## Aim of the task
Change every "Target" in the records below to "Label" and keep everything else the same.

## Working data
= = = = = = =

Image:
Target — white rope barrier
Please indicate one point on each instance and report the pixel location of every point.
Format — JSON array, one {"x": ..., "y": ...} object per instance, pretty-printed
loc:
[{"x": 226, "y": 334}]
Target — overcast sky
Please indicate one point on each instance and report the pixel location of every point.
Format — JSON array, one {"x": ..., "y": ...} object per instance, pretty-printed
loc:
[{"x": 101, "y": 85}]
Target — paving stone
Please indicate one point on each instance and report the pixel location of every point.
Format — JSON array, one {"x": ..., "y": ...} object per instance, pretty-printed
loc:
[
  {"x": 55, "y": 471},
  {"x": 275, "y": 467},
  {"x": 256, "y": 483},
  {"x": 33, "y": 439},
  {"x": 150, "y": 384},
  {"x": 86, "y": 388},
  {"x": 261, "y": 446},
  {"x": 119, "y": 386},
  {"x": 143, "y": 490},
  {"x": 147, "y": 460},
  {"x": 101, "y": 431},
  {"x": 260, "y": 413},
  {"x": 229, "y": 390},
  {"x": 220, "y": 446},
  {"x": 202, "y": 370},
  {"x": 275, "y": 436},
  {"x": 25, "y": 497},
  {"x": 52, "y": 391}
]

= = = = = = =

## Exercise solution
Image:
Label — white rope barrier
Please indicate one point on each instance and report the pixel location of every point.
Format — JSON array, one {"x": ..., "y": ...} object per instance, pretty-printed
loc:
[{"x": 226, "y": 334}]
Label — overcast sky
Please indicate one point on each instance and report the pixel location of every point.
Format — JSON array, one {"x": ..., "y": ...} object per instance, pretty-printed
loc:
[{"x": 101, "y": 85}]
Label — paving stone
Please indicate one point on each instance and report the pixel location of every point.
Format — JSON array, one {"x": ..., "y": ...} object per instance, pretty-printed
loc:
[
  {"x": 55, "y": 471},
  {"x": 275, "y": 467},
  {"x": 256, "y": 483},
  {"x": 33, "y": 439},
  {"x": 150, "y": 384},
  {"x": 86, "y": 388},
  {"x": 261, "y": 446},
  {"x": 119, "y": 386},
  {"x": 143, "y": 490},
  {"x": 147, "y": 460},
  {"x": 101, "y": 431},
  {"x": 260, "y": 413},
  {"x": 229, "y": 390},
  {"x": 220, "y": 446},
  {"x": 202, "y": 370},
  {"x": 275, "y": 436},
  {"x": 25, "y": 497},
  {"x": 52, "y": 391}
]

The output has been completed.